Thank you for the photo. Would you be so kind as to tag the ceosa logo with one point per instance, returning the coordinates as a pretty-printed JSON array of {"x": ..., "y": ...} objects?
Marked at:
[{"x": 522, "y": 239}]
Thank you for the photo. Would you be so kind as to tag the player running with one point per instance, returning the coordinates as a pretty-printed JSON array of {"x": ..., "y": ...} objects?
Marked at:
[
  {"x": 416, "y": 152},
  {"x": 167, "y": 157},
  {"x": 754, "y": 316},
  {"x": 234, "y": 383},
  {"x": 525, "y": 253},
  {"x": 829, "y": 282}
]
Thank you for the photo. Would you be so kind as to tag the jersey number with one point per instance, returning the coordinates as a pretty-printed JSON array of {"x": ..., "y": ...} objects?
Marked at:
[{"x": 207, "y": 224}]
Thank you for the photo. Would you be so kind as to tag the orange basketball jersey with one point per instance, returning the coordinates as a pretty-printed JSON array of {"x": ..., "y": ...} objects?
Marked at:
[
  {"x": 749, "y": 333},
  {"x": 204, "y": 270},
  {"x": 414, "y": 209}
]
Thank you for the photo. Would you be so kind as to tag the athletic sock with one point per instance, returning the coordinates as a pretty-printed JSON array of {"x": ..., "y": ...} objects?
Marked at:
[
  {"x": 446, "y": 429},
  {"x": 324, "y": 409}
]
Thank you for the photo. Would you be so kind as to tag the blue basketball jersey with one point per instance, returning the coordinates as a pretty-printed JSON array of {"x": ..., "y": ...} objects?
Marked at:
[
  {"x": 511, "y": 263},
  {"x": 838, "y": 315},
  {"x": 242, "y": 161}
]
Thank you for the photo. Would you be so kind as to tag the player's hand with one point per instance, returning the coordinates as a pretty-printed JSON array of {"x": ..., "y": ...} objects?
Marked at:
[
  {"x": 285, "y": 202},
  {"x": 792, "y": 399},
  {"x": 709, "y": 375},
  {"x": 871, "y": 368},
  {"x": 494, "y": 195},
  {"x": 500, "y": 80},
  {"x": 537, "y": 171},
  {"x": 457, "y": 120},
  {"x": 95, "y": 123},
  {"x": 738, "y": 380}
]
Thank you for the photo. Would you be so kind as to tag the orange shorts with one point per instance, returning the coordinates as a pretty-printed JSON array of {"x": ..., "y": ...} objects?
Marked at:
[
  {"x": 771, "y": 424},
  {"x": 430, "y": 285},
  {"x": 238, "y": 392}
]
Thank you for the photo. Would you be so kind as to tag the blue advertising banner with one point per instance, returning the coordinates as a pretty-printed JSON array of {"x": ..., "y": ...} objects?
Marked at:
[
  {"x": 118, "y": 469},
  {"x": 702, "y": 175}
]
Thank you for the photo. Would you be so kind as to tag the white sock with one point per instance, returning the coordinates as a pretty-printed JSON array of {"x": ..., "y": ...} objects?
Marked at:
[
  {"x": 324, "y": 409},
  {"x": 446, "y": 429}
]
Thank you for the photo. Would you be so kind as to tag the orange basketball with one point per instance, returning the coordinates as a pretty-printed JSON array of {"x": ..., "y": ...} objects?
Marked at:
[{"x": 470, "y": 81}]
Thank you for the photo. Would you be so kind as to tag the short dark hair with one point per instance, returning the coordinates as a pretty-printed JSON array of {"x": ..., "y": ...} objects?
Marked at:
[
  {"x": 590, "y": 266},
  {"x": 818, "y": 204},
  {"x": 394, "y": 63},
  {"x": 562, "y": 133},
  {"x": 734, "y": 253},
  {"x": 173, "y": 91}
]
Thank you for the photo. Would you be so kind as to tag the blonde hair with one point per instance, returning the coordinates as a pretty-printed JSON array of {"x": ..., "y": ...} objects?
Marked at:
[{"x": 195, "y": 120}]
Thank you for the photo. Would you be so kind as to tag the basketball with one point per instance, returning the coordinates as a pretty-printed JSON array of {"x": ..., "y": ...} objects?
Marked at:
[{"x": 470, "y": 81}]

■ Given task
Write out every entry again, keeping each line exactly the same.

■ Exercise solution
Thank you for the photo. Would you be so kind as to tag the ceosa logo with one point per instance, returning the coordinates as a pretty-printed JSON array of {"x": ..., "y": ...} objects?
Marked at:
[{"x": 522, "y": 239}]
Thank you for the photo. Would you be so kind as to tag the player running with one point per instance, returning the coordinates as a pretty-printed JSON array of {"x": ..., "y": ...} objects?
Marked at:
[
  {"x": 416, "y": 152},
  {"x": 167, "y": 157},
  {"x": 754, "y": 316},
  {"x": 234, "y": 383},
  {"x": 525, "y": 253},
  {"x": 829, "y": 282}
]
Thank you for the photo. Would you be so kind as to tag the jersey number with one point per instance, returning the coordinates as a pretty-printed JSON array of {"x": ..., "y": ...} objects?
Marked at:
[{"x": 207, "y": 224}]
Thank you for the photo. Would you be so kind as to tag the orange basketball jersey with one point per instance, returning the coordinates as a pretty-printed JSON array of {"x": ..., "y": ...} objects?
Marked at:
[
  {"x": 749, "y": 333},
  {"x": 204, "y": 270},
  {"x": 414, "y": 209}
]
Thank you for the photo. Would you be so kind as to tag the athletic sock with one point per instance, returning the coordinates as a pretty-printed JSON array of {"x": ..., "y": ...} objects?
Marked at:
[
  {"x": 446, "y": 429},
  {"x": 324, "y": 409}
]
Thank you for the photo. Would you be so kind as to tag the blue basketball jersey with one point per instance, returning the coordinates as a pretty-printed JSON array of {"x": ..., "y": ...} objects?
Marked at:
[
  {"x": 511, "y": 263},
  {"x": 838, "y": 315},
  {"x": 242, "y": 161}
]
Thank you for the photo. Would you be so kind as to tag the player's hand with one point per instance, returning the coordinates as a pretty-printed JSON array of {"x": ..., "y": ...} objects?
Marked at:
[
  {"x": 285, "y": 202},
  {"x": 792, "y": 399},
  {"x": 709, "y": 375},
  {"x": 871, "y": 368},
  {"x": 494, "y": 195},
  {"x": 500, "y": 80},
  {"x": 537, "y": 171},
  {"x": 457, "y": 120},
  {"x": 95, "y": 123},
  {"x": 738, "y": 380}
]
Thank you for the photo. Would you be so kind as to tag the orange shorts with one point per instance, returning the coordinates as a pretty-printed JSON array of {"x": ..., "y": ...} objects?
Marked at:
[
  {"x": 771, "y": 424},
  {"x": 430, "y": 285},
  {"x": 238, "y": 392}
]
Thank you for the photo. Would you be so kind as to tag the blue advertising banner with one point per instance, returning the coordinates as a pretty-printed JSON array of {"x": ..., "y": ...} objects?
Marked at:
[
  {"x": 118, "y": 469},
  {"x": 702, "y": 175}
]
Thank you for the photo. Would you be so kind as to tag the white sock with one point per instance, returning the coordinates as a pretty-printed JSON array of {"x": ..., "y": ...} objects?
Marked at:
[
  {"x": 324, "y": 409},
  {"x": 446, "y": 429}
]
Thank you for the photo. Would you be so kind as to tag the orange basketball with one point per instance, returning the coordinates as a pretty-printed JSON array of {"x": ..., "y": ...} objects?
Marked at:
[{"x": 470, "y": 81}]
Thank you for the photo. Would you be so kind as to tag the short dark hair with one point per instance, returning the coordinates as a pretty-printed JSON array of {"x": ..., "y": ...} objects?
Marked at:
[
  {"x": 590, "y": 266},
  {"x": 818, "y": 204},
  {"x": 394, "y": 63},
  {"x": 562, "y": 133},
  {"x": 734, "y": 253},
  {"x": 173, "y": 91}
]
Thank you for the photo. Would you be so kind as to tag the blonde hair with one point per instance, returning the coordinates as a pretty-printed JSON array of {"x": ..., "y": ...} objects?
Marked at:
[{"x": 195, "y": 120}]
Thank you for the photo. Would you be so kind as to tag the basketball with one point per instance, returning the coordinates as a pretty-printed JSON array of {"x": ..., "y": ...} objects?
Marked at:
[{"x": 470, "y": 81}]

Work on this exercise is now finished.